REQUEST: In the text below on the divergent energy-correction series, what value of z_0 is obtained by solving the minimization condition?

TEXT SHOWN:

The series for the energy correction, whose $k^{\rm th}$ term is given
by Eq.~(\ref{ekz0}), is divergent.  For large $k$, the size of the
$k^{\rm th}$ term is governed by the factor
\begin{equation}
S^k = (\beta\alpha_s \ln z_0)^k\, e^{-z_0/c} \;.
\label{sk}
\end{equation}
The term where the series begins to diverge is obtained by finding the
minimum of this function with respect to $k$ (keeping in mind that
$z_0$ implicitly depends on $k$ via Eq.~(\ref{z0})):
\begin{equation}
0 = \frac{d\ln S^k}{dk} = \ln (\beta\alpha_s) + \ln \ln z_0 +
\frac{k}{z_0 \ln z_0} \frac{dz_0}{dk} - \frac{1}{c}\frac{dz_0}{dk}
\end{equation}
Using Eq.~(\ref{z0}), we find that the last two terms cancel.  Solving for 
$z_0$ gives 
\begin{equation}
z_0 = e^{1/\beta\alpha_s} = \frac{\mu}{\Lambda}
\label{z0beta}
\end{equation}
where the last relation follows from the definition of the QCD scale
parameter $\Lambda$:
\begin{equation}
\alpha_s \equiv \alpha_s(\mu) = \left( \beta \ln \frac{\mu}{\Lambda}
\right)^{-1} \;.

INFORMATION SHOWN:
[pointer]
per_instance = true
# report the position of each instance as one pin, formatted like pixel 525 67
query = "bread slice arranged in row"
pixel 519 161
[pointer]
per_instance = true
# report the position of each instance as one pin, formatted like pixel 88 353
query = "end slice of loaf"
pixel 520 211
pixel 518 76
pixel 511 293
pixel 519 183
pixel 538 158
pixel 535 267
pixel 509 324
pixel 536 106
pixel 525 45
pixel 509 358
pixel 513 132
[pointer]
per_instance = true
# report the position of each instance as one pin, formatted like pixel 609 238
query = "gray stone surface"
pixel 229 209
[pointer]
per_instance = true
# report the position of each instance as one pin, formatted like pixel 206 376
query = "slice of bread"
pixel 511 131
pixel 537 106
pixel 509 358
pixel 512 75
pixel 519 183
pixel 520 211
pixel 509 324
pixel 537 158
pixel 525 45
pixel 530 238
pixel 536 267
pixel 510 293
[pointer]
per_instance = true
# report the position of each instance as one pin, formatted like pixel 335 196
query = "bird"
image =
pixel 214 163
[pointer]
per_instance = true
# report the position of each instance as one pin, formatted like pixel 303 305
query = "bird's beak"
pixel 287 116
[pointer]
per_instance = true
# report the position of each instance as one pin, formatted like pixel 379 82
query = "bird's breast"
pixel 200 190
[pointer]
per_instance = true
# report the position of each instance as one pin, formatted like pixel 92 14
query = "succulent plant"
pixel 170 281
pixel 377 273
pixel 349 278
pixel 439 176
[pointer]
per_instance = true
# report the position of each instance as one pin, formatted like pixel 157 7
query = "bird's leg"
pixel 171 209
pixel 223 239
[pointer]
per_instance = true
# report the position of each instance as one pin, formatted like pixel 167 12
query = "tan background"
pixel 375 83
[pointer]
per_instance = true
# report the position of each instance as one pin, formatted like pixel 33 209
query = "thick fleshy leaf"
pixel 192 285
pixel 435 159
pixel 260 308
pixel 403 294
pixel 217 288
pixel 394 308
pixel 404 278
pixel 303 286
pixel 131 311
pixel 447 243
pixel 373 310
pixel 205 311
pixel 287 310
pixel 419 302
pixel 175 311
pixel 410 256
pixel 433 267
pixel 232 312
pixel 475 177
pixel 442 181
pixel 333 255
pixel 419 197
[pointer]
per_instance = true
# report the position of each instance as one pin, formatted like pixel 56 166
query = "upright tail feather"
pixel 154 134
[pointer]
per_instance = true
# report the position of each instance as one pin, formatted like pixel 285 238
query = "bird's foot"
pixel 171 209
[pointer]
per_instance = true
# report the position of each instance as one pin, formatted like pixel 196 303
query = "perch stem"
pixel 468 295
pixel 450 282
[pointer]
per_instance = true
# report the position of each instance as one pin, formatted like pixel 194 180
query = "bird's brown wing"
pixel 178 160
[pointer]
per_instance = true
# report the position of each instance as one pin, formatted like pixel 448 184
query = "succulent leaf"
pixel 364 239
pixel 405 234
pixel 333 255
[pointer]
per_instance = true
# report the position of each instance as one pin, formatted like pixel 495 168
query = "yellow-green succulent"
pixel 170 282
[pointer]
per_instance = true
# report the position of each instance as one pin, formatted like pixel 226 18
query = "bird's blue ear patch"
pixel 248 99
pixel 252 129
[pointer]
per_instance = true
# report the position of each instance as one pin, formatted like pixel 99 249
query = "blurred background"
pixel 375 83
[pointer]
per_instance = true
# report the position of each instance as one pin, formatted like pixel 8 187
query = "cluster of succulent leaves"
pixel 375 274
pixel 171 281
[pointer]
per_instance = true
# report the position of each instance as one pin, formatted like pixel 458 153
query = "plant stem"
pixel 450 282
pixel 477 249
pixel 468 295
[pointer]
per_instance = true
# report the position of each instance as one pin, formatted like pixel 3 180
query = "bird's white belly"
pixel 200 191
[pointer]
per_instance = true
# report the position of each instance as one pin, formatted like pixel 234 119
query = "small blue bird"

RESPONSE TO THE EXERCISE: z_0 = e^(1/βα_s), which equals μ/Λ.